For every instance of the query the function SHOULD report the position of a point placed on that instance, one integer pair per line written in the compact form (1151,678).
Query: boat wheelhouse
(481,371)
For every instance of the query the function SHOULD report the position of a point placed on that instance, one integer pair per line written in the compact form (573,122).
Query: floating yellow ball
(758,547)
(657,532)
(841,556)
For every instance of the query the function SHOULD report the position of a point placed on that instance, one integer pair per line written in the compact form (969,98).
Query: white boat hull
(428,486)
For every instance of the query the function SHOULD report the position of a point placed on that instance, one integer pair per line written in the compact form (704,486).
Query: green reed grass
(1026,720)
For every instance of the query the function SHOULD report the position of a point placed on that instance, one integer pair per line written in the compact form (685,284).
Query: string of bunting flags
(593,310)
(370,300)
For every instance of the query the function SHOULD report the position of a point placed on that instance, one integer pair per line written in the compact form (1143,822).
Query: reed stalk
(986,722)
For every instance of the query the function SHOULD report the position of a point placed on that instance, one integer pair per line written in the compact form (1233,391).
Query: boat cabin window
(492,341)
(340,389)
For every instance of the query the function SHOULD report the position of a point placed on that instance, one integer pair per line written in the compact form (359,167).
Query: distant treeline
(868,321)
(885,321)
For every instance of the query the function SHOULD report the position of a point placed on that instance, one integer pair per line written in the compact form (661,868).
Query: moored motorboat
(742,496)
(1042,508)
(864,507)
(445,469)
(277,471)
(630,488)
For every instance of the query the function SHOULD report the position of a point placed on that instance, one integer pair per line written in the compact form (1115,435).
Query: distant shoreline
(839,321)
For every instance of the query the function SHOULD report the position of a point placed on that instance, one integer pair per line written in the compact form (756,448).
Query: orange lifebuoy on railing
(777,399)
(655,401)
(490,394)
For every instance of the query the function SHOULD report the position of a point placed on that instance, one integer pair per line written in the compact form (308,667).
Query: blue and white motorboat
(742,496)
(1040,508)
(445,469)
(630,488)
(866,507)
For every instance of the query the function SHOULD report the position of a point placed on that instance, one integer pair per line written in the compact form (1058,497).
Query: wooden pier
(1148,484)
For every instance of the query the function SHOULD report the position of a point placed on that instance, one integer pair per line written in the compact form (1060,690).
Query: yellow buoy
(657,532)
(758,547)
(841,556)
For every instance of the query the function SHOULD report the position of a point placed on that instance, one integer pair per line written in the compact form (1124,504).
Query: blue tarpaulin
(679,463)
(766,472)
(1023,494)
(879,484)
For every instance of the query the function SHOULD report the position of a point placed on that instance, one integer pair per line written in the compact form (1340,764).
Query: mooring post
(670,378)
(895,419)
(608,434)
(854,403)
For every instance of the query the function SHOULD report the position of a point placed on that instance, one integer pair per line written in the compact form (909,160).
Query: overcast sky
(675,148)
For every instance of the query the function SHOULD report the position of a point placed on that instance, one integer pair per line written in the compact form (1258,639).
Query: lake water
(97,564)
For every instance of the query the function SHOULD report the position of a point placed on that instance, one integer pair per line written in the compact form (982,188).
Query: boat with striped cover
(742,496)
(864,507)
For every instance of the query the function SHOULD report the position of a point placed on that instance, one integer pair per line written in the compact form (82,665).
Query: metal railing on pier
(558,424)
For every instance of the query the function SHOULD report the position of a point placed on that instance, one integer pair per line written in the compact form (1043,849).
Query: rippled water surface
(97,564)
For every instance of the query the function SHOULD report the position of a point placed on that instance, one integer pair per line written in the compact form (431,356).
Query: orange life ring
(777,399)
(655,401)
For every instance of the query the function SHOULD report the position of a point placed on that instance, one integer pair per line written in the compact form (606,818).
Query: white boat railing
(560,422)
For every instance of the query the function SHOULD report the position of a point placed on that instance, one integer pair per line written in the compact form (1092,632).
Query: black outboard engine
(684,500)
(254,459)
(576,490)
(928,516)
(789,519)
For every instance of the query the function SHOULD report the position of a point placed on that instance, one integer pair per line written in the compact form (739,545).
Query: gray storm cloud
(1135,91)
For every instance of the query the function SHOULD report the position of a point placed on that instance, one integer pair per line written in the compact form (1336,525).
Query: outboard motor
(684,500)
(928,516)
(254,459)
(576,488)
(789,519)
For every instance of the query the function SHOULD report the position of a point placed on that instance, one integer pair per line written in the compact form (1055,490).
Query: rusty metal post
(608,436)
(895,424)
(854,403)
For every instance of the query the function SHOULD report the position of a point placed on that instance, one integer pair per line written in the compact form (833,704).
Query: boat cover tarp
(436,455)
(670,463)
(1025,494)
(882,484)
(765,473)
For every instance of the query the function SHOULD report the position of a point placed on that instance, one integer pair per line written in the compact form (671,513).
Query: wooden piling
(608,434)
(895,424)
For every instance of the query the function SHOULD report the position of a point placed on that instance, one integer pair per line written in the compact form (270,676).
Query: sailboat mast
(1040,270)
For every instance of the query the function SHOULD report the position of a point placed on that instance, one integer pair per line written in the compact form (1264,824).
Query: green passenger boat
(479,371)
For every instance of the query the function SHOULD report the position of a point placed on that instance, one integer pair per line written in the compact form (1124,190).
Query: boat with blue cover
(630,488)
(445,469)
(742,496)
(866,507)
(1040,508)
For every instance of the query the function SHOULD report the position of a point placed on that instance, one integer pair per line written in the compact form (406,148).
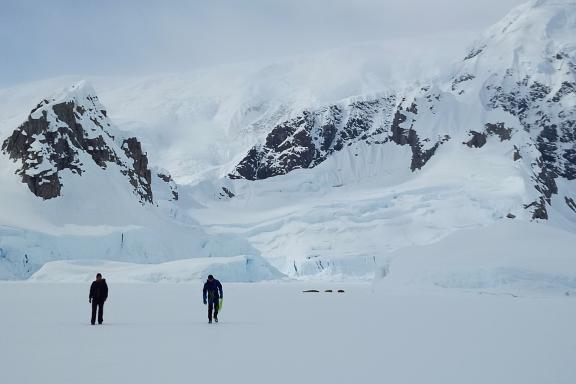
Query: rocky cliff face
(65,134)
(517,84)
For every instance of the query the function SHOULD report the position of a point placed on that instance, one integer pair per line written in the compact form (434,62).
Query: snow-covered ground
(274,333)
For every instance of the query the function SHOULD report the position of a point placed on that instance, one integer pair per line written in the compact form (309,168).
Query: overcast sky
(41,38)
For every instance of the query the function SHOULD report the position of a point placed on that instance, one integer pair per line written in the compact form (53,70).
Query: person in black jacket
(212,294)
(98,295)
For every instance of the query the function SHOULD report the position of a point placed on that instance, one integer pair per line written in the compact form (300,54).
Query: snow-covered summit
(65,135)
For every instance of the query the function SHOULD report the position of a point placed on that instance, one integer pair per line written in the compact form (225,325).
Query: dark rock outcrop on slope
(540,112)
(67,133)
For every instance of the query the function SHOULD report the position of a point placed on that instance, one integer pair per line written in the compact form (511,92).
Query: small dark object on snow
(211,295)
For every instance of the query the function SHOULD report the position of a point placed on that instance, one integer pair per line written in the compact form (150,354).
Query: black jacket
(99,290)
(212,290)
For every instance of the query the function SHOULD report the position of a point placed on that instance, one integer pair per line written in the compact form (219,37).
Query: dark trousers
(212,304)
(97,305)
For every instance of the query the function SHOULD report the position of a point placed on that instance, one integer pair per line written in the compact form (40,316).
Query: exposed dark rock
(536,109)
(516,155)
(308,139)
(474,52)
(499,130)
(139,174)
(564,90)
(478,140)
(57,134)
(228,192)
(461,79)
(571,203)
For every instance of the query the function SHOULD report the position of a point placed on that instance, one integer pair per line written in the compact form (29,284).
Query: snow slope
(273,332)
(322,172)
(505,258)
(73,186)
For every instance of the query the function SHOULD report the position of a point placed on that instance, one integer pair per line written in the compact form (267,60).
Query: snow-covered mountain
(517,84)
(321,180)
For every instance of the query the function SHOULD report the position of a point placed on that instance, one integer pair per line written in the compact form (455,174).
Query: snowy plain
(275,333)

WHAT YOU HAVE TO DO: Every line of text is to be repeated exactly; pictures are left out.

SOLUTION TO THE PROBLEM:
For every instance of the query the function SHOULD report the position of a point placed on that instance, one integer pair per line written in the compact form (1151,678).
Query: boat wheelhouse
(481,371)
For every instance of the query the function SHOULD report the position of a point placed on that instance, one integer pair per line written in the compact form (573,122).
Query: floating yellow ball
(758,547)
(657,532)
(841,556)
For every instance of the query the function SHOULD report the position of a point placed on that instance, one integer pair per line written in the compact form (969,98).
Query: white boat hull
(428,486)
For every instance of the query the function SHOULD report the position of a point placed on that instance, one integer pair per line written in the compact form (704,486).
Query: green reed grass
(1026,720)
For every instance of the query the function SHOULD report the position of a point placed on that instance, one integer pair per line written in the compact form (685,284).
Query: string of bunting flags
(593,310)
(370,300)
For every instance of the query the function SHOULD report the position of a point placed on that instance, one integer pair per line written in the compact form (1143,822).
Query: reed stalk
(986,722)
For every instance of the query the function SHOULD report the position of a point placed on that instance, one integer pair per line written in the compact form (1233,391).
Query: boat cabin window
(492,341)
(340,389)
For every instance of the query the function SHOULD report the position of a point placed on that instance, one integer pair per line written in the compact form (359,167).
Query: distant treeline
(868,321)
(885,321)
For every instance of the query the function SHOULD report the position of a point placed on that instance, one integer pair per line written in the compact form (661,868).
Query: moored motorboat
(742,496)
(1042,508)
(864,507)
(445,469)
(277,471)
(630,488)
For every instance of the query the function SHOULD report the position of a point placed on that instance, one integer pair per line written in the compact form (1115,435).
Query: distant shoreline
(839,321)
For every instance of the query the function SHOULD report the position of a point placed on that instance, one integer pair per line written in the compact form (756,448).
Query: orange lifebuoy on railing
(777,399)
(655,401)
(490,394)
For every instance of the query the function SHOULD report the position of a point placed on that instance, one integer pair per line written in the compact form (308,667).
Query: blue and white motorboat
(742,496)
(1040,508)
(445,469)
(630,488)
(866,507)
For every instance of the query the function SHOULD report the position of a point placed on that instance, one integer pair per line written in the compact form (1058,497).
Query: wooden pier
(1148,484)
For every instance of the query the function SHOULD report the position of a point placed on that instance, one integer pair per line written in the compact form (1060,690).
Query: yellow buoy
(657,532)
(758,547)
(841,556)
For every instance of the query the function SHOULD report the position of a point placed on that instance, one integer pair per line written in the compact form (1124,504).
Query: blue tarpaulin
(679,463)
(766,472)
(1023,494)
(879,484)
For every instance of the query the function SHOULD report the position of a point placed on that instance, one integer pair per line written in the compact form (1340,764).
Query: mooring post
(670,378)
(895,419)
(608,434)
(854,403)
For every instance of the query the function SHOULD report the position of a point placed on that instance, one integer pair per line written in the compact form (909,160).
Query: overcast sky
(675,148)
For every instance of the query the function SHOULD report the position of a point placed on that instance, one integer pair per line written in the compact form (1258,639).
Query: lake water
(97,564)
For every instance of the query the function SHOULD report the position of a point placed on that instance, one integer pair per line written in the compact form (982,188).
Query: boat with striped cover
(742,496)
(864,507)
For every instance of the query the function SHOULD report the position of a point placed on that instance, one integer pair per line written in the compact form (82,665).
Query: metal railing on pier
(558,424)
For every instance of the query the function SHOULD report the position of a point placed on that instance, one integer pair per line written in the compact form (1043,849).
Query: rippled water surface
(97,564)
For every instance of the query the function SHOULD report the position of a point placed on that instance, one integer pair per line written in the compact form (431,356).
Query: orange life ring
(777,399)
(655,401)
For every instance of the query the function SHOULD report the position of a point placed on that instance, one integer pair per line written in the compact form (606,818).
Query: white boat railing
(560,422)
For every instance of the query the function SHOULD report the position of a point placed on that instance, one integer pair per line written in the compact form (1092,632).
Query: black outboard engine
(684,500)
(254,459)
(576,490)
(928,516)
(789,519)
For every instance of the query the function SHOULD report the position of a point placed on that instance, one integer pair per line written in the compact form (739,545).
Query: gray storm cloud
(1135,91)
For every instance of the query the function SHOULD report the position of a point placed on that instance, one integer pair per line written in the compact form (1336,525).
Query: outboard motor
(684,500)
(928,516)
(254,459)
(576,488)
(789,519)
For every instance of the query the function SHOULD report the position of a point placed on that instance, one integer pair per line written in the compact form (1055,490).
Query: rusty metal post
(608,436)
(895,424)
(854,403)
For every instance of the query the function SHOULD report the position of a point placed on that instance, one integer pair per line written in the compact form (833,704).
Query: boat cover tarp
(436,455)
(670,463)
(1025,494)
(882,484)
(765,473)
For every instance of the query the function SHOULD report the position of a point placed on that instance, one integer pair per line written in the compact form (671,513).
Query: wooden piling
(608,434)
(895,424)
For every instance of the query the function SHOULD report the position of a point placed on that instance, one integer pair per line written in the compact form (270,676).
Query: sailboat mast
(1040,270)
For every instance of the query the function SHOULD report the position of a point placed on that instance, one integer pair per line written in the compact form (1264,824).
Query: green passenger boat
(479,371)
For every instance of the query the function SHOULD report the position of a point placed on that instance, one integer pair per line written in the compact form (1124,190).
Query: boat with blue cover
(630,488)
(445,469)
(742,496)
(866,507)
(1040,508)
For every instance of the query the function SHOULD report the position of a point placed on that instance, one integer pair per line written in the compact form (406,148).
Query: rocky cliff face
(65,134)
(517,84)
For every instance of the query the function SHOULD report the position of a point placed on that instance, one integer pair per line written in the compact form (434,62).
Query: snow-covered ground
(274,333)
For every instance of the query the function SHOULD report the position of a point placed on that instance, one integer pair per line written in the compact form (309,168).
Query: overcast sky
(41,38)
For every instance of the query the function SHOULD report the position of a point placed on that instance, one integer pair per line written in the compact form (53,70).
Query: person in black jacket
(212,294)
(98,295)
For every instance of the query the function SHOULD report the position of a point placed on that instance, one integer pair per line written in the compact form (300,54).
Query: snow-covered summit
(65,135)
For every instance of the query the function SHOULD report the position of a point placed on that instance, one integer pair per line written in the compact form (225,325).
Query: dark rock outcrop on slope
(540,112)
(67,133)
For every instance of the query the function SHOULD report the position of a point placed on that instance, one integer pair per line written in the compact form (511,92).
Query: small dark object on snow
(211,295)
For every instance of the query the function SHOULD report the position of a point placed on that instance, one integer pair per line written in the compact form (150,354).
Query: black jacket
(99,290)
(212,290)
For every instance of the query the function SHOULD report the position of a point placed on that instance, one integer pair per line written in the compact form (219,37).
Query: dark trousers
(212,304)
(97,305)
For every instance of the query the function SHOULD report the position of a point placed on that instance, one integer pair per line written in the compact form (40,316).
Query: exposed dark rock
(536,109)
(516,155)
(308,139)
(474,52)
(499,130)
(139,174)
(564,90)
(478,140)
(57,134)
(228,192)
(461,79)
(571,203)
For every instance of the query the function SHOULD report the position of a point placed on that instance, one integer pair per line written in the compact form (29,284).
Query: snow slope
(273,332)
(322,172)
(505,258)
(73,186)
For every instance of the query the function SHOULD report the position of a point placed on that instance, one integer pair per line written in the compact form (267,60).
Query: snow-covered mountain
(517,84)
(321,180)
For every instance of the query the function SHOULD report the position of a point placed on that instance, one integer pair per line written in the compact form (455,174).
Query: snowy plain
(275,333)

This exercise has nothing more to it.